__Text block__:
Published on · Updated on: · By Tom Weston
- 9 min read
How to Set Up SSL/HTTPS for Your Deployed App
Setting up SSL on most platforms means opening a terminal, installing Certbot, editing your Nginx config, and wiring up a cron job so your certificate does not expire in three months. On Kuberns, none of that exists. The moment you connect your custom domain, HTTPS is provisioned automatically. No commands. No config files. No renewal reminders.
If you are on a bare VPS or a self-hosted setup, you do need to do this manually. This guide covers both paths: the automatic way and the manual way, plus the three SSL errors that catch almost every developer the first time.
What SSL Actually Does

SSL encrypts the connection between your user’s browser and your server. Without it, data sent between the two is readable by anyone on the same network. Passwords, form inputs, and API tokens all travel in plain text over HTTP.
HTTPS is HTTP with that encryption layer added. The lock icon in the browser address bar confirms the connection is encrypted and the certificate is valid.
Beyond security, HTTPS affects you in three concrete ways:
- Browser trust: Chrome and Firefox show a “Not Secure” warning on all HTTP pages. Users see it and leave.
- Google ranking: HTTPS is a confirmed ranking signal. HTTP pages are penalised in search results.
- Modern browser features: Service workers, geolocation, camera access, and push notifications are blocked on HTTP. Your app cannot use them without HTTPS.
One quick note on terminology: SSL is technically the older protocol. TLS is what actually runs today. But the industry still uses “SSL” as shorthand, so the two terms mean the same thing in most conversations.
Once your app has HTTPS sorted, the next step is getting it on a proper domain. See how to connect a custom domain to your deployed app without the usual DNS confusion.
Let Your Platform Handle SSL

If you are deploying to a managed cloud platform, SSL should require zero effort on your part. This is the right path for the vast majority of developers.

__Data lines__:

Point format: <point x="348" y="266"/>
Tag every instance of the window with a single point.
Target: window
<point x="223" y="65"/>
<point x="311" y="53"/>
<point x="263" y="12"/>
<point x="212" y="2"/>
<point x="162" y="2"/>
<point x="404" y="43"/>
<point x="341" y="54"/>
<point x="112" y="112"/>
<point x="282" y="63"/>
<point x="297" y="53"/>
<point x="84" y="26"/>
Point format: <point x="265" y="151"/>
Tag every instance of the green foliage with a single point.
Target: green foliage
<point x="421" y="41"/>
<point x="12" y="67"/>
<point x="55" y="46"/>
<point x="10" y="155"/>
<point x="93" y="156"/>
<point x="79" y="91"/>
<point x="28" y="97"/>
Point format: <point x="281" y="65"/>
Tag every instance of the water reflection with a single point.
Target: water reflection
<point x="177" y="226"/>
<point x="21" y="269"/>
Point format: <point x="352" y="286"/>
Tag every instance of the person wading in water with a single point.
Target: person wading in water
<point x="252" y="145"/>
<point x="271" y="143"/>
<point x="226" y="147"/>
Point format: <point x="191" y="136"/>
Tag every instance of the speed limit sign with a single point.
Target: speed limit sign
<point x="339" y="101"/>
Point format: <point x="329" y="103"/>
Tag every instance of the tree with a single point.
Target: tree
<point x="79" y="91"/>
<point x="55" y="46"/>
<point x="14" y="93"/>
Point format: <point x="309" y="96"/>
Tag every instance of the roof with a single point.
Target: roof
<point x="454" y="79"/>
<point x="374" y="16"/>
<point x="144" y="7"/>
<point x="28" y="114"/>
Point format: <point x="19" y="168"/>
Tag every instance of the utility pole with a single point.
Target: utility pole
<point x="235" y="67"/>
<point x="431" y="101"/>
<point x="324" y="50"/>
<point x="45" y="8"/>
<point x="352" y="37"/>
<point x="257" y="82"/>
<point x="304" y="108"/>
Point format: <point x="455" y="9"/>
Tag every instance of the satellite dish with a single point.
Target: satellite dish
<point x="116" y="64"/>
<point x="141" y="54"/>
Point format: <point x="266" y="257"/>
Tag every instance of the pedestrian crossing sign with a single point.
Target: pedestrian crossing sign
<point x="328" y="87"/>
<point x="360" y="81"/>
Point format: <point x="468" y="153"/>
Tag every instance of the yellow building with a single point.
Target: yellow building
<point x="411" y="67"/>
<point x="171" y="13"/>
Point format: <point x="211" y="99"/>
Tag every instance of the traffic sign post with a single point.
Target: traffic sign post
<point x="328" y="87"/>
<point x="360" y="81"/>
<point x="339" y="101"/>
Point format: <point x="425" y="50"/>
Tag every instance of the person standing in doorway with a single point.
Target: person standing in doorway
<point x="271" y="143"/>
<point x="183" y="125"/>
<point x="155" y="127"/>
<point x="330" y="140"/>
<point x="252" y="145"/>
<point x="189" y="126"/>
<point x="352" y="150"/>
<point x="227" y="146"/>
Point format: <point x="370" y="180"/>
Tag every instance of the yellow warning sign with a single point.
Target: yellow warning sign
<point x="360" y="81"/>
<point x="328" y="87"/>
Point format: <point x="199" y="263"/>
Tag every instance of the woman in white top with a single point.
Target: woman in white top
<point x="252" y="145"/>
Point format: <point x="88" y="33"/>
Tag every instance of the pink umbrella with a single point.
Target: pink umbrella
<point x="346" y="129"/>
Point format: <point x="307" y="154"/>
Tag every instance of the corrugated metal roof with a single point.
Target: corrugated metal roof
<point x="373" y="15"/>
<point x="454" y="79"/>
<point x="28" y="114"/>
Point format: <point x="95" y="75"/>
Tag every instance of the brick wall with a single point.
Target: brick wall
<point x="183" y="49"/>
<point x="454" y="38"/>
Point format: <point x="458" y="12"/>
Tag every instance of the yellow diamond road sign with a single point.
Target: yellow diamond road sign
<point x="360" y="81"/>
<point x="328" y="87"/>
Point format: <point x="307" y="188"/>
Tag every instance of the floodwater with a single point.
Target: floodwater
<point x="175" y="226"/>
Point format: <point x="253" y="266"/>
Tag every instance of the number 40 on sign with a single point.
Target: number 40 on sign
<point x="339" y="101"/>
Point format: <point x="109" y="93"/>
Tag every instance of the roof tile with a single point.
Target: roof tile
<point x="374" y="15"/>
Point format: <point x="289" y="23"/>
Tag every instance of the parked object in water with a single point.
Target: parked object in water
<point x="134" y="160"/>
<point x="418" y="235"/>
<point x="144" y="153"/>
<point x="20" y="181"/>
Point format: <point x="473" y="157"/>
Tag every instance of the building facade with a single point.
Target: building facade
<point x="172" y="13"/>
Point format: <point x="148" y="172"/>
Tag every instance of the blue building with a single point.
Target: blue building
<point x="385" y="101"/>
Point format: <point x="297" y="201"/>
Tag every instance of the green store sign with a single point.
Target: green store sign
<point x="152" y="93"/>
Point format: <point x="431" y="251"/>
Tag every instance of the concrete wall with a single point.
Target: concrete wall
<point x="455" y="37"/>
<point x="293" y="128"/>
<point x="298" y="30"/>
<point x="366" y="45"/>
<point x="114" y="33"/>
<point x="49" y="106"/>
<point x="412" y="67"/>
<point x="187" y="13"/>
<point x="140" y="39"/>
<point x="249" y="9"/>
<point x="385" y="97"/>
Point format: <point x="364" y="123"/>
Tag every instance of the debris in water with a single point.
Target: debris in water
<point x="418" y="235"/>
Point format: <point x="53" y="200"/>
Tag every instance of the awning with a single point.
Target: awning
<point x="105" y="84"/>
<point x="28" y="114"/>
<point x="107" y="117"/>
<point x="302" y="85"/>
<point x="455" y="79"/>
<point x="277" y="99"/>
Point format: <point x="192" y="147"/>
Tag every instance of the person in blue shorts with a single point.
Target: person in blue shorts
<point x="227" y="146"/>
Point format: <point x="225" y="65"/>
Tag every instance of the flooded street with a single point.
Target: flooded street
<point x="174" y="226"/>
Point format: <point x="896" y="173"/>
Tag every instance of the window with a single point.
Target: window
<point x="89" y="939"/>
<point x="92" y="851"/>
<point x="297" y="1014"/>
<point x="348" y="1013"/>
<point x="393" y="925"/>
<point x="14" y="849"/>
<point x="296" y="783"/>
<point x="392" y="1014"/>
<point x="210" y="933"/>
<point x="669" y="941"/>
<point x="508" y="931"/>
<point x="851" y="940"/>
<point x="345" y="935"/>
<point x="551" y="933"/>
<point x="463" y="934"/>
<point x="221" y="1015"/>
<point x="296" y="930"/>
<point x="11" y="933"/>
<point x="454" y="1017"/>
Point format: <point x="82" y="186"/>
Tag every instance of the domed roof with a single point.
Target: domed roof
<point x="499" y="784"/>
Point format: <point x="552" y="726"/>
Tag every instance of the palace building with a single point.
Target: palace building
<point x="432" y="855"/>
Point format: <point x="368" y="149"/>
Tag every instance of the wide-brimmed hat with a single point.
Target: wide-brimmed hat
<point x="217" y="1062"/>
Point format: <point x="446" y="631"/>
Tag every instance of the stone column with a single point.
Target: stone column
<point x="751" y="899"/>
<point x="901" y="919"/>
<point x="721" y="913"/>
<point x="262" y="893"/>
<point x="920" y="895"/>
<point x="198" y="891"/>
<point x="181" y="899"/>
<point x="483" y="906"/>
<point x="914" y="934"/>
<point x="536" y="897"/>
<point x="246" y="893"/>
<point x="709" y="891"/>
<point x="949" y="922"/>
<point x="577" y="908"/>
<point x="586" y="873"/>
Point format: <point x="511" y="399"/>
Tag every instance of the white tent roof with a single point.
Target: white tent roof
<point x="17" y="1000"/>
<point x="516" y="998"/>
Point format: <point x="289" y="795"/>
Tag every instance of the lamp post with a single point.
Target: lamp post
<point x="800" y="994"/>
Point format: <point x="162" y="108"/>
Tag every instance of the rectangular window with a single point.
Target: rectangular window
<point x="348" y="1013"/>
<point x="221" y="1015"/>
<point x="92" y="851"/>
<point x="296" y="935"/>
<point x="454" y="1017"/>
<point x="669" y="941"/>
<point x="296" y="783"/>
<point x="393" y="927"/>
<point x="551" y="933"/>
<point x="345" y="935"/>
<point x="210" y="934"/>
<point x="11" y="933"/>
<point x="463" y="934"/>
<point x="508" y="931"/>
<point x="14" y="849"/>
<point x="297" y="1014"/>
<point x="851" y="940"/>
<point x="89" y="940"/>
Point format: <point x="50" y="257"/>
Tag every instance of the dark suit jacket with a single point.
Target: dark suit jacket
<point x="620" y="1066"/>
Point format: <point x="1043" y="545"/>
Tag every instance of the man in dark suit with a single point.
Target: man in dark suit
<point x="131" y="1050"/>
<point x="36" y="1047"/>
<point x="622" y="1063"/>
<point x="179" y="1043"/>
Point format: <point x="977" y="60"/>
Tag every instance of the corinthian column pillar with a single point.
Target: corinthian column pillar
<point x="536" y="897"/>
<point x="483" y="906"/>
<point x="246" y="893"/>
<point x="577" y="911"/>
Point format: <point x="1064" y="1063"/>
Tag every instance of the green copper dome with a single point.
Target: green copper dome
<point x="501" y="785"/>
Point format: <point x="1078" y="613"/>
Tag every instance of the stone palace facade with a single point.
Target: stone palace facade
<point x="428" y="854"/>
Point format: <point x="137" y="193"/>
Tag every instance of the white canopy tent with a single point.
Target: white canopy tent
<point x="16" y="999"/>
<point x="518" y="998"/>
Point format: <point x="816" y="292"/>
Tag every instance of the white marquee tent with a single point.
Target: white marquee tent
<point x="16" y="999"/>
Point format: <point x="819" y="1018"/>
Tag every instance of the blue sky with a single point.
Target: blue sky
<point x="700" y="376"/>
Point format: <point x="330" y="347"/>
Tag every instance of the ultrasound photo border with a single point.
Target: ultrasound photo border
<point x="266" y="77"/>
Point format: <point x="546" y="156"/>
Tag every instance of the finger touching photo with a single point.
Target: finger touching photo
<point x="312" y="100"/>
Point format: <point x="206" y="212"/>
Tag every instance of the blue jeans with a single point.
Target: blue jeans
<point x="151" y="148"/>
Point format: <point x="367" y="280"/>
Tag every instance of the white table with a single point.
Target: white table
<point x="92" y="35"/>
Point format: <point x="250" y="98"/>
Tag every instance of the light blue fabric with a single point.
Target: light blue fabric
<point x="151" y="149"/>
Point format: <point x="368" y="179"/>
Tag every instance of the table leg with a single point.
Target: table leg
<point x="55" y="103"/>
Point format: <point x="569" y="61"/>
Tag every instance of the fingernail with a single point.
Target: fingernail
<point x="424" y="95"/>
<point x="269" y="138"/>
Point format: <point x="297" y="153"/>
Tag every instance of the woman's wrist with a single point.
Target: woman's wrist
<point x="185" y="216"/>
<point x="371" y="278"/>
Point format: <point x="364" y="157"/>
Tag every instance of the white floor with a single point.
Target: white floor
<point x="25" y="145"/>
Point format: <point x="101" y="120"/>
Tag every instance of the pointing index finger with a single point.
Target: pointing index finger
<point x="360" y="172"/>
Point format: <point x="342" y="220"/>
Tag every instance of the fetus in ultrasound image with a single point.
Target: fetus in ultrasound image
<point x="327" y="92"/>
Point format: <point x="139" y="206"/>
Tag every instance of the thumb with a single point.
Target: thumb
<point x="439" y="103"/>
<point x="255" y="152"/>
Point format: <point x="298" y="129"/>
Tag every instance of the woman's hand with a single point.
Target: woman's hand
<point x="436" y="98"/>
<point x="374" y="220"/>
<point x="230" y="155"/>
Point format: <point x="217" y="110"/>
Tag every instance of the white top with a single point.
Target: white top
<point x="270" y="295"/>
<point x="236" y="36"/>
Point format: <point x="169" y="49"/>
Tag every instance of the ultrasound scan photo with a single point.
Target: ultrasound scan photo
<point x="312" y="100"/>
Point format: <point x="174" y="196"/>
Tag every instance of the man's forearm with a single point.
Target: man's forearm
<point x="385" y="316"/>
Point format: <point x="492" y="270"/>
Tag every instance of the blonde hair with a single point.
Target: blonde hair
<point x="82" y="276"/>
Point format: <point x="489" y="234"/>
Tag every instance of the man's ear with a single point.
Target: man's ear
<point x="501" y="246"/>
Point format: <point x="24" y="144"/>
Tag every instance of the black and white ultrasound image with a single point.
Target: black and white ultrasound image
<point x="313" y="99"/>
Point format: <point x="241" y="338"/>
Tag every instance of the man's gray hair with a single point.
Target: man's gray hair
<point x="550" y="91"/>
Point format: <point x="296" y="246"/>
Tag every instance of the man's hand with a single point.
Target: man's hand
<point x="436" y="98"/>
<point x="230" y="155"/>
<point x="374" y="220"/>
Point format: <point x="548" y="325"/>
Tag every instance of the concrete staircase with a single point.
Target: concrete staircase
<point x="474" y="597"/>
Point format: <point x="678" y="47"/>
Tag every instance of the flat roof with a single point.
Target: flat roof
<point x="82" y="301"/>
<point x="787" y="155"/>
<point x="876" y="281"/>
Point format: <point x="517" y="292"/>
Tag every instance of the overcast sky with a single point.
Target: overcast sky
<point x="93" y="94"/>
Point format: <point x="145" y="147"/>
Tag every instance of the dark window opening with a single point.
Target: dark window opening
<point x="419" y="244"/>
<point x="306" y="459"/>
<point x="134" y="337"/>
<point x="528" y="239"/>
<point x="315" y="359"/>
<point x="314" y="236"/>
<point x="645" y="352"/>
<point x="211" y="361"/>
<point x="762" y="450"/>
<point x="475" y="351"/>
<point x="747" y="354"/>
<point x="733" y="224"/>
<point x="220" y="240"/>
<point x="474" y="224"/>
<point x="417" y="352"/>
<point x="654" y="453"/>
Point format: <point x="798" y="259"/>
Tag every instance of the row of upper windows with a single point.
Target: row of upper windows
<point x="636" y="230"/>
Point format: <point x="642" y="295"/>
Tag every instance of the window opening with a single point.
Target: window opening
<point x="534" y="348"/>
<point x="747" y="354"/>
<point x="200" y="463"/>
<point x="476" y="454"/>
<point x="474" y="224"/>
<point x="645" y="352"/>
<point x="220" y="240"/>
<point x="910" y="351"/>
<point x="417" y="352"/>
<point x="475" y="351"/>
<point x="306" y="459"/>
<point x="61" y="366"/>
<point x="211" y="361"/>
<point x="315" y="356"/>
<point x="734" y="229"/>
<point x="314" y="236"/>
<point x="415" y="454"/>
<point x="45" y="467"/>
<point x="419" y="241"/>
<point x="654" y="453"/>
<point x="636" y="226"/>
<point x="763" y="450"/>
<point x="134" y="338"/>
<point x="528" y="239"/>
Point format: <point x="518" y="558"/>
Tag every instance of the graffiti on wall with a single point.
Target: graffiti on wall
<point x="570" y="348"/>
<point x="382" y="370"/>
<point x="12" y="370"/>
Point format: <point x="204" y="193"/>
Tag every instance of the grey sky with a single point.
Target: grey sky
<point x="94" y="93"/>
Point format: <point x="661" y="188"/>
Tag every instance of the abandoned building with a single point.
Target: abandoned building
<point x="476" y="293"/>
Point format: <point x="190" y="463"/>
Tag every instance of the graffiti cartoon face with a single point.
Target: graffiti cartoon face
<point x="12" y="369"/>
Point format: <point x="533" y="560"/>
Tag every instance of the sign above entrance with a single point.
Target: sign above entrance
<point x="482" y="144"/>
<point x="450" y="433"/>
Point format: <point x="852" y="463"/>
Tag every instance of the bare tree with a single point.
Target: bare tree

__Exercise goal__: Please transcribe the SSL guide in full, word for word. The items have no connection to the SSL guide.

__Output of the exercise__:
Published on · Updated on: · By Tom Weston
- 9 min read
How to Set Up SSL/HTTPS for Your Deployed App
Setting up SSL on most platforms means opening a terminal, installing Certbot, editing your Nginx config, and wiring up a cron job so your certificate does not expire in three months. On Kuberns, none of that exists. The moment you connect your custom domain, HTTPS is provisioned automatically. No commands. No config files. No renewal reminders.
If you are on a bare VPS or a self-hosted setup, you do need to do this manually. This guide covers both paths: the automatic way and the manual way, plus the three SSL errors that catch almost every developer the first time.
What SSL Actually Does

SSL encrypts the connection between your user’s browser and your server. Without it, data sent between the two is readable by anyone on the same network. Passwords, form inputs, and API tokens all travel in plain text over HTTP.
HTTPS is HTTP with that encryption layer added. The lock icon in the browser address bar confirms the connection is encrypted and the certificate is valid.
Beyond security, HTTPS affects you in three concrete ways:
- Browser trust: Chrome and Firefox show a “Not Secure” warning on all HTTP pages. Users see it and leave.
- Google ranking: HTTPS is a confirmed ranking signal. HTTP pages are penalised in search results.
- Modern browser features: Service workers, geolocation, camera access, and push notifications are blocked on HTTP. Your app cannot use them without HTTPS.
One quick note on terminology: SSL is technically the older protocol. TLS is what actually runs today. But the industry still uses “SSL” as shorthand, so the two terms mean the same thing in most conversations.
Once your app has HTTPS sorted, the next step is getting it on a proper domain. See how to connect a custom domain to your deployed app without the usual DNS confusion.
Let Your Platform Handle SSL

If you are deploying to a managed cloud platform, SSL should require zero effort on your part. This is the right path for the vast majority of developers.